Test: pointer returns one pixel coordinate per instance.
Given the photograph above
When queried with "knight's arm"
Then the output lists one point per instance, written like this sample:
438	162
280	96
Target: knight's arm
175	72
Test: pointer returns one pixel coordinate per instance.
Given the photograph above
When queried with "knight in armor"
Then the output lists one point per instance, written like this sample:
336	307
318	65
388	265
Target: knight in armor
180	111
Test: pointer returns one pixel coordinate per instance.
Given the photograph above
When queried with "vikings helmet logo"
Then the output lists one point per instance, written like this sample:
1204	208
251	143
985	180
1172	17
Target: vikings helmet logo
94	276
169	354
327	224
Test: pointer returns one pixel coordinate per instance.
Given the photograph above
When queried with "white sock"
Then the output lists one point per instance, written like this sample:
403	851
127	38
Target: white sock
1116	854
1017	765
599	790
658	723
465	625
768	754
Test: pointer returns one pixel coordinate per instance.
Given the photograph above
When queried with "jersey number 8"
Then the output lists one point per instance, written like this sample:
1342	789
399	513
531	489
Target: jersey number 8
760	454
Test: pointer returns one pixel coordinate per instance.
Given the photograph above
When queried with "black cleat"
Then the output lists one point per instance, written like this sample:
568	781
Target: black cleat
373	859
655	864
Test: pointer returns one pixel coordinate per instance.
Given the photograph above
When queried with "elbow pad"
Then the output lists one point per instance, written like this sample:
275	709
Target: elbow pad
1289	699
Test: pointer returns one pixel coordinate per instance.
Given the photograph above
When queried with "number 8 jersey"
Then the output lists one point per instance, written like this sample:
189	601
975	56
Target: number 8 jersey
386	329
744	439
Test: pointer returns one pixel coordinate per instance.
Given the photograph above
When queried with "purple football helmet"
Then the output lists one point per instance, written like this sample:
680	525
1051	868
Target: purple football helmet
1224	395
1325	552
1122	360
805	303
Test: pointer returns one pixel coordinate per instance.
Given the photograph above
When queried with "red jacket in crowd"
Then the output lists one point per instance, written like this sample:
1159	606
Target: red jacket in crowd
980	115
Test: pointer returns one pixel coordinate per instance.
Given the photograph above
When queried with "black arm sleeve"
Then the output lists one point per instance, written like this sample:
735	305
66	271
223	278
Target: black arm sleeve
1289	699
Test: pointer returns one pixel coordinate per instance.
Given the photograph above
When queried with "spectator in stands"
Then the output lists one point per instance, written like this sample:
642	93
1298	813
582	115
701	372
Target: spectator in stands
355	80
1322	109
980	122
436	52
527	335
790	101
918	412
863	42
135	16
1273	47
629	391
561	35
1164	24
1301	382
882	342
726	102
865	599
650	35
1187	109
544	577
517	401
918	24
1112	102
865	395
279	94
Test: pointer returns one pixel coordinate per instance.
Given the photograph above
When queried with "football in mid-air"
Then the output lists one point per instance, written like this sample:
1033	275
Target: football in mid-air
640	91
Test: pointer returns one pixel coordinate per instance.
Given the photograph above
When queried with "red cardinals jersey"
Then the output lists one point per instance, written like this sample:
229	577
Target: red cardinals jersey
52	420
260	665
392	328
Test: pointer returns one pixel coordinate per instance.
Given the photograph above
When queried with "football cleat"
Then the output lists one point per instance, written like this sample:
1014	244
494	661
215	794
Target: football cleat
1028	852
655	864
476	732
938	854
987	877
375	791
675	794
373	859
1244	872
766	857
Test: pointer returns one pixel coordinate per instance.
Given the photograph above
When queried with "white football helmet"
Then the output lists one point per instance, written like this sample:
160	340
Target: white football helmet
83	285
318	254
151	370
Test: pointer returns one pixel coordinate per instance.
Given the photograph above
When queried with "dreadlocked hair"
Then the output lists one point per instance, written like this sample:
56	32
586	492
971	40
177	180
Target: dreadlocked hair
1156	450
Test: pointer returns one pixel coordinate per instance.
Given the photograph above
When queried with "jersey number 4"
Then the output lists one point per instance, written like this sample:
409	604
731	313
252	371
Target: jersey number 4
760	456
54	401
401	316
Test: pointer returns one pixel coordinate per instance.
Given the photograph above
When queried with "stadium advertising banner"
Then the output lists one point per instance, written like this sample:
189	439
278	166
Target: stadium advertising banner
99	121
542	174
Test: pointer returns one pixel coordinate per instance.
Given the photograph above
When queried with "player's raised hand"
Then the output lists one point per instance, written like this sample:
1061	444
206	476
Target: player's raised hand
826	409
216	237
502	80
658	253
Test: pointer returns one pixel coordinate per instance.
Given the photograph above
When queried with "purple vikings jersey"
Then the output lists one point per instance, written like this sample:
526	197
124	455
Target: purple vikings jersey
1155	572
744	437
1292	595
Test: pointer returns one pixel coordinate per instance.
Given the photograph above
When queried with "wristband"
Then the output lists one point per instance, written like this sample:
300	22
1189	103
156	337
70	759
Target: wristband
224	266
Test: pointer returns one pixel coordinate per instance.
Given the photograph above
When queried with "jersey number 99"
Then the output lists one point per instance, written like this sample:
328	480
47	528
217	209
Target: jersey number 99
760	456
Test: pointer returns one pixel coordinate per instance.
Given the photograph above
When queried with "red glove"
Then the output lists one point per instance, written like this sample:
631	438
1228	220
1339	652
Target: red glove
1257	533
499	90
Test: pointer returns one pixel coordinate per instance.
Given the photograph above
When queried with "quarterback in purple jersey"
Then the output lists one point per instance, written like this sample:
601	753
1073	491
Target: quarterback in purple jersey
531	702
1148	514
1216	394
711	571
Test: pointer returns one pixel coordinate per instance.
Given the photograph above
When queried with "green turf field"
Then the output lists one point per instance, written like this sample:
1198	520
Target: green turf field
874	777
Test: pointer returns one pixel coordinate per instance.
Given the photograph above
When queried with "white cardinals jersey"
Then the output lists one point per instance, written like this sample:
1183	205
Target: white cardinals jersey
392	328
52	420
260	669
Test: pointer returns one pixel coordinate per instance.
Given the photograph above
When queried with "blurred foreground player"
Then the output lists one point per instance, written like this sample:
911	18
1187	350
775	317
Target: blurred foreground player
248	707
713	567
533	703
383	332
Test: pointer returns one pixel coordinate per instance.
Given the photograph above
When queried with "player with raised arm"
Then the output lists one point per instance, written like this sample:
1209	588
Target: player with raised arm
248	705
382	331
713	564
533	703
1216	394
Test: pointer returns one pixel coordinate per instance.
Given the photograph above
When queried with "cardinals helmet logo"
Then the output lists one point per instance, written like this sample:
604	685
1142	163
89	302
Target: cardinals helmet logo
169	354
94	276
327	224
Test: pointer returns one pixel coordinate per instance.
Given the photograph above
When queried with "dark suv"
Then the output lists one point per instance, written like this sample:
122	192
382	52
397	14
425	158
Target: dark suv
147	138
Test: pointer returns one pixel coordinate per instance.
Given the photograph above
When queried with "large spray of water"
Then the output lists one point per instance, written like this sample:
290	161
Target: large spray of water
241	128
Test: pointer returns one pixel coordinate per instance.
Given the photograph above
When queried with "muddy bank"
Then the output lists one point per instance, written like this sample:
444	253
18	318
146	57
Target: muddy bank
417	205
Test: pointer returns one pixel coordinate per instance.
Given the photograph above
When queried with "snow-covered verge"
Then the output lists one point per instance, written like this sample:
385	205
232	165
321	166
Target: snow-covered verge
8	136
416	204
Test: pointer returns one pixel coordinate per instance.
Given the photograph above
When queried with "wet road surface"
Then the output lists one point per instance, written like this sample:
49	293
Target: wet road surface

*WHAT THE TASK ASKS:*
Print the whole listing again, exactly.

*RESULT OF THE TASK:*
Test: pointer returns one pixel coordinate per instance.
Given the photograph above
When queried with "knight's arm"
Then the output lists one point per instance, written like this sample:
438	162
280	96
Target: knight's arm
175	72
Test: pointer returns one pixel coordinate per instance.
Given the photograph above
When queried with "knight in armor"
Then the output lists one point per instance, written like this sample:
336	307
318	65
388	265
Target: knight in armor
180	111
Test: pointer returns one pixel coordinate per instance.
Given the photograph above
When queried with "vikings helmet logo"
Then the output lists one point per instance, written like this sample:
1204	208
251	143
985	180
1172	17
Target: vikings helmet logo
94	276
169	354
327	224
Test: pointer returns one pixel coordinate per instance.
Given the photograph above
When queried with "white sock"
Then the output lists one point per instance, written like this sample:
403	851
127	38
Target: white sock
1116	854
1017	765
599	790
658	723
465	625
768	754
Test: pointer returns one pixel coordinate per instance.
Given the photograph above
When queried with "jersey number 8"
Then the output lists one point per instance, written like this sample:
1342	789
399	513
531	489
Target: jersey number 8
760	454
Test: pointer returns one pixel coordinate per instance.
Given the photograph above
When queried with "black cleat"
Then the output lists one point per instance, written like this sample:
568	781
Target: black cleat
373	859
655	864
Test: pointer returns one pixel coordinate per instance.
Given the photograph above
When queried with "elbow pad"
Then the output lists one point per instance, written like this sample:
275	709
Target: elbow pad
1289	699
Test: pointer returns one pixel coordinate per instance.
Given the photograph above
When queried with "number 8 jersey"
Then the output lists one point per instance, written like this sample:
189	601
975	56
Target: number 8 jersey
386	329
744	439
Test: pointer returns one pixel coordinate per instance.
Given the photograph above
When queried with "purple football helmet"
Then the output lists one point per instance, written like this sample:
680	525
1051	868
Target: purple football helmet
1224	395
1325	552
1122	360
805	303
Test: pointer returns one pixel coordinate per instance.
Given the photograph above
When queried with "red jacket in crowd"
Then the output lists one point per instance, written like this sample:
1159	606
Target: red jacket in crowd
980	115
Test: pointer returns one pixel coordinate per instance.
Given the photograph above
When queried with "black arm sleeve"
Then the output lists one point per instance, written like this sample:
735	305
66	271
223	278
Target: black arm sleeve
1289	699
Test: pointer returns one pixel coordinate per instance.
Given the photograph above
When queried with "spectator in stands"
Then the output lists one point per instance, written like this sample:
642	93
1298	813
582	115
701	372
Target: spectator in stands
355	80
1322	109
980	122
436	52
527	335
790	101
918	412
863	42
135	16
1273	47
629	391
561	35
1164	24
1301	382
882	342
726	102
865	599
650	35
1187	109
544	577
517	401
918	24
1112	102
865	395
279	94
Test: pointer returns one pixel coordinate per instance.
Given the photograph above
When queried with "football in mid-air"
Then the output lists one point per instance, written like this sample:
1033	275
Target: football in mid-air
640	91
Test: pointer returns one pixel coordinate per instance.
Given the photograph above
When queried with "red cardinals jersey"
Then the output lists one point per instance, written like this sample:
229	577
Target: red cardinals jersey
52	420
260	665
392	328
Test: pointer returns one pixel coordinate per instance.
Given the photograph above
When queried with "football cleat"
Then the output lists one point per instance, written like this sample:
1014	244
494	661
215	794
Target: football cleat
1028	852
655	864
476	732
938	854
987	877
375	791
675	794
373	859
1244	872
766	857
Test: pointer returns one pixel coordinate per instance.
Given the photograph above
When queried with "white football helmet"
Then the output lists one point per instance, written like this sample:
160	340
Target: white football helmet
83	285
318	254
151	370
Test: pointer returns one pixel coordinate per instance.
Given the photograph above
When queried with "dreadlocked hair"
Then the output lists one point per instance, written like this sample:
56	32
586	492
971	40
177	180
Target: dreadlocked hair
1156	450
Test: pointer returns one pixel coordinate per instance.
Given the photograph above
When queried with "jersey number 4"
Then the output lists one point per instance, written like this sample:
409	604
731	313
252	371
Target: jersey number 4
760	456
54	401
401	316
Test: pointer returns one pixel coordinate per instance.
Given the photograph above
When queried with "stadium advertising banner"
Then the output lists one point per instance, written like this sample:
189	439
278	166
Target: stadium advertising banner
99	121
542	174
Test: pointer returns one pixel coordinate per instance.
Given the photograph above
When queried with "player's raised hand"
Then the output lists one point per instance, written like this sample:
1061	444
206	476
Target: player's raised hand
826	409
216	237
502	80
658	253
Test: pointer returns one pixel coordinate per instance.
Given the photograph above
When queried with "purple vikings jersey"
Then the output lists one point per instance, written like this sample:
526	197
124	455
Target: purple vikings jersey
1155	572
744	437
1292	595
Test: pointer returns one pixel coordinate per instance.
Given the photograph above
When queried with "wristband"
Then the output lists one point per instance, written like this sample:
300	22
1189	103
156	337
70	759
Target: wristband
224	266
Test: pointer returns one pixel coordinate per instance.
Given the photograph above
When queried with "jersey number 99"
Then the output lists one point per instance, written like this sample:
328	480
47	528
217	209
Target: jersey number 99
760	456
Test: pointer returns one pixel coordinate per instance.
Given the photograph above
When queried with "red glove"
Then the output lists one point per instance, written like this sample:
631	438
1228	220
1339	652
Target: red glove
1257	533
499	90
Test: pointer returns one pixel coordinate per instance.
Given the photograph above
When queried with "quarterback in purple jersey"
Then the output lists one point per instance, written like this sample:
601	753
1073	491
Target: quarterback in purple jersey
531	702
1148	514
1216	394
711	571
Test: pointer returns one pixel coordinate per instance.
Given the photograph above
When queried with "green turf field"
Then the output lists one point per instance, written like this sample:
1198	520
Target: green turf field
874	777
Test: pointer returns one pixel coordinate per instance.
Given the photograph above
When queried with "white cardinals jersey"
Then the output lists one point per instance, written like this sample:
1183	205
Target: white cardinals jersey
392	328
52	420
260	669
Test: pointer returns one pixel coordinate per instance.
Given the photograph above
When queried with "blurred foreground player"
Then the output lists one point per instance, written like this sample:
911	18
1187	350
775	317
Target: blurred foreground player
248	707
713	567
533	703
383	332
Test: pointer returns one pixel coordinate per instance.
Given the photograph above
When queried with "player with raised arm"
Then the output lists one point per instance, written like this sample:
1209	588
Target: player with raised arm
248	705
382	331
713	564
533	703
1216	394
Test: pointer returns one pixel coordinate per instance.
Given the photograph above
When queried with "cardinals helmet logo"
Then the output lists one point per instance, written like this sample:
604	685
1142	163
89	302
Target: cardinals helmet logo
169	354
94	276
327	224
Test: pointer returns one pixel coordinate per instance.
Given the photograph above
When queried with "dark suv"
Then the output lists one point per instance, written like this sample:
122	192
382	52
397	14
425	158
Target: dark suv
147	138
Test: pointer returns one pixel coordinate per instance.
Given the photograph above
When queried with "large spray of water"
Then the output lists one point per instance, written like this sample:
290	161
Target: large spray of water
241	128
Test: pointer returns one pixel coordinate per instance.
Given the photograph above
When queried with "muddy bank"
Then the output lists one point per instance, written like this sample:
444	253
18	318
146	57
Target: muddy bank
417	205
Test: pointer returns one pixel coordinate per instance.
Given the photograph above
When queried with "snow-covered verge"
Then the output lists one point per instance, written like this sample:
385	205
232	165
321	166
Target: snow-covered verge
8	136
416	204
Test: pointer returns one pixel coordinate per instance.
Given the photograph above
When queried with "wet road surface"
Then the output lists one point per instance, written like this sample:
49	293
Target: wet road surface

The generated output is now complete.